## EXERCISE REQUIREMENTS
The listing below should be written out exactly; please include all of it.

## MATERIAL SHOWN
##########
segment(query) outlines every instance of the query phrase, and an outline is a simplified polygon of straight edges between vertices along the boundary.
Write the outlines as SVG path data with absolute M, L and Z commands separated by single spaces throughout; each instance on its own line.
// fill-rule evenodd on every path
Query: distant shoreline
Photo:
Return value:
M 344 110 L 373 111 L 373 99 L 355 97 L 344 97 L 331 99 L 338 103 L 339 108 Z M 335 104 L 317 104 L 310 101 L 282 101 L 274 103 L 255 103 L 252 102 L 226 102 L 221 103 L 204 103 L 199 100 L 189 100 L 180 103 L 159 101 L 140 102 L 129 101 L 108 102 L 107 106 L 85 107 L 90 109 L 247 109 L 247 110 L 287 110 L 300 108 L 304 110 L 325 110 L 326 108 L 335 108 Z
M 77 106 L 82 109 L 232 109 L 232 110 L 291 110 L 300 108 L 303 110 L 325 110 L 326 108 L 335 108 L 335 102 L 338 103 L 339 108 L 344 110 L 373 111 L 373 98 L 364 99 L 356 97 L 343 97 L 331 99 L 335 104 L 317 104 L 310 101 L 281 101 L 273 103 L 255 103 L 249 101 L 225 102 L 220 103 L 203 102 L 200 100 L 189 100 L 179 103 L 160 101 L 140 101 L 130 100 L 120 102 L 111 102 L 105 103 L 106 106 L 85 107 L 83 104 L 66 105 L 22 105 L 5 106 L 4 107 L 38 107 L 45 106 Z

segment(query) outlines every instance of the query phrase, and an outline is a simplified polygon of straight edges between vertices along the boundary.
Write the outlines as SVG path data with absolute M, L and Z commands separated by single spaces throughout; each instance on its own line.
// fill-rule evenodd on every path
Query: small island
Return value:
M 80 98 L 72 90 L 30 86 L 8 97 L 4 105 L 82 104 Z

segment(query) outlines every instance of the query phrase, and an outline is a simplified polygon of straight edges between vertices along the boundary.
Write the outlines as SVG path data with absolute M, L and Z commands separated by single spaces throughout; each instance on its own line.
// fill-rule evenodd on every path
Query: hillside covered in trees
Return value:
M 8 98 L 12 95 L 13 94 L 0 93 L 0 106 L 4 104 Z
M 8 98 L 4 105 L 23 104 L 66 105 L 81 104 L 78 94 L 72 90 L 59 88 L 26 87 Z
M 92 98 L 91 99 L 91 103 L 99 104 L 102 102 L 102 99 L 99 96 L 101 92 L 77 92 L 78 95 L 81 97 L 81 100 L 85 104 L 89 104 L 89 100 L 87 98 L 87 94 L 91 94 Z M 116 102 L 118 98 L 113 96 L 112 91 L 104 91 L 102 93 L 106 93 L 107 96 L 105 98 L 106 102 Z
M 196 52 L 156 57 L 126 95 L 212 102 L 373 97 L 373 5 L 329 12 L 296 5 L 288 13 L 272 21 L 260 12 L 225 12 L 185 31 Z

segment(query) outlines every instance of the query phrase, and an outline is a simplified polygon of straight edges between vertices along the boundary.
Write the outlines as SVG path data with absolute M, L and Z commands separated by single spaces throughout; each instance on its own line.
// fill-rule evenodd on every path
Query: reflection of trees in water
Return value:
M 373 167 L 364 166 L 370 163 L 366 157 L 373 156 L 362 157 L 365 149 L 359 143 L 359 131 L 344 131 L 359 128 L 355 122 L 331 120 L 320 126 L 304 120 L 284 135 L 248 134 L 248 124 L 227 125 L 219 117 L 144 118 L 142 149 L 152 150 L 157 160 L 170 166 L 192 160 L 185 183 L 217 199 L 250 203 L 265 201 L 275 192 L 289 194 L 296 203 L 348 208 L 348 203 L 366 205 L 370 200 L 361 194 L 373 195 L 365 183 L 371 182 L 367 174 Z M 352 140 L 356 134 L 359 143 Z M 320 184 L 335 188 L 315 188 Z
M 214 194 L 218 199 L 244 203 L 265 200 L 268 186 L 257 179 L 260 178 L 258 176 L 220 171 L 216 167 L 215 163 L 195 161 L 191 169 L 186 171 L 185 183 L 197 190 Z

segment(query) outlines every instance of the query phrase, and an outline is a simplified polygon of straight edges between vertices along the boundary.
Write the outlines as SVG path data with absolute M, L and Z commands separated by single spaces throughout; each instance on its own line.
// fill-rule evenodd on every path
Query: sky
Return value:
##########
## ANSWER
segment(query) outlines every instance of the query phrase, and an outline is a simplified polygon of straight edges between vertices along the boundary.
Write the outlines as SVG path data with absolute M, L and Z commands separated by single spaces throughout; each instance on its own line.
// fill-rule evenodd on every path
Query: distant shoreline
Photo:
Return value:
M 344 110 L 373 111 L 373 99 L 355 97 L 344 97 L 331 99 L 338 103 L 339 108 Z M 335 104 L 317 104 L 310 101 L 282 101 L 274 103 L 255 103 L 252 102 L 226 102 L 221 103 L 204 103 L 199 100 L 189 100 L 180 103 L 159 101 L 140 102 L 129 101 L 108 102 L 107 106 L 85 107 L 90 109 L 247 109 L 247 110 L 287 110 L 300 108 L 304 110 L 325 110 L 326 108 L 335 108 Z
M 77 106 L 82 109 L 232 109 L 232 110 L 291 110 L 300 108 L 303 110 L 325 110 L 326 108 L 335 108 L 335 102 L 338 103 L 339 108 L 344 110 L 373 111 L 373 98 L 364 99 L 356 97 L 343 97 L 331 99 L 335 104 L 317 104 L 310 101 L 281 101 L 273 103 L 255 103 L 249 101 L 225 102 L 220 103 L 203 102 L 200 100 L 189 100 L 179 103 L 160 101 L 140 101 L 130 100 L 120 102 L 111 102 L 105 103 L 106 106 L 85 107 L 83 104 L 66 105 L 22 105 L 5 106 L 4 107 L 38 107 L 45 106 Z

segment(query) outlines every instance of the query phrase, and an outline is a simplified polygon of straight edges between vertices along the boundary.
Write the outlines as SVG path data with absolute M, L and Z commands separated by single spaces throughout; each instance on its own line.
// fill-rule evenodd on every path
Query: small island
Return value:
M 80 98 L 72 90 L 30 86 L 8 97 L 4 105 L 82 104 Z

segment(query) outlines every instance of the query phrase, and an outline is a simplified polygon of straight edges between vertices along the boundary.
Write the outlines as SVG path data with absolute M, L and Z commands separated by single spaces throughout; each instance on its own line.
// fill-rule evenodd on every path
Query: hillside covered in trees
Return value:
M 8 98 L 12 95 L 13 94 L 0 93 L 0 106 L 4 104 Z
M 8 98 L 4 105 L 23 104 L 66 105 L 81 104 L 78 94 L 72 90 L 59 88 L 26 87 Z
M 92 98 L 91 99 L 91 103 L 99 104 L 102 102 L 102 99 L 99 96 L 101 92 L 77 92 L 78 95 L 81 97 L 81 100 L 85 104 L 89 104 L 89 100 L 87 98 L 87 94 L 91 94 Z M 116 102 L 118 98 L 113 96 L 112 91 L 104 91 L 102 93 L 106 93 L 107 96 L 105 98 L 106 102 Z
M 196 52 L 156 57 L 126 95 L 212 102 L 373 97 L 373 5 L 329 12 L 296 5 L 288 13 L 272 21 L 260 12 L 225 12 L 185 31 Z

segment(query) outlines every instance of the query phrase, and an outline is a simplified polygon of straight edges between vertices along the boundary.
Write the outlines as SVG path data with absolute M, L and Z commands separated by single spaces throughout; each instance on its own line.
// fill-rule evenodd on every path
Query: reflection of trees in water
Return value:
M 373 167 L 364 166 L 370 163 L 366 157 L 373 156 L 362 157 L 365 149 L 359 143 L 359 131 L 344 131 L 359 128 L 355 122 L 331 120 L 320 126 L 304 120 L 284 135 L 248 134 L 248 124 L 227 125 L 219 117 L 144 118 L 142 149 L 152 150 L 157 160 L 170 166 L 192 160 L 185 183 L 217 199 L 250 203 L 265 201 L 275 192 L 289 194 L 296 203 L 348 208 L 348 203 L 366 205 L 370 200 L 361 194 L 373 195 L 365 183 L 371 182 L 367 174 Z M 352 140 L 356 134 L 359 143 Z M 320 184 L 335 188 L 315 188 Z
M 214 194 L 218 199 L 244 203 L 265 200 L 268 186 L 257 179 L 260 178 L 258 176 L 220 171 L 216 167 L 215 163 L 195 161 L 191 169 L 186 171 L 185 183 L 197 190 Z

segment(query) outlines every instance of the query phrase, and an outline is a simplified polygon of straight edges between vertices along the boundary.
Write the outlines as SVG path data with absolute M, L and Z commands separated by single spaces throughout; each instance on its own line.
// fill-rule evenodd on every path
Query: sky
Return value:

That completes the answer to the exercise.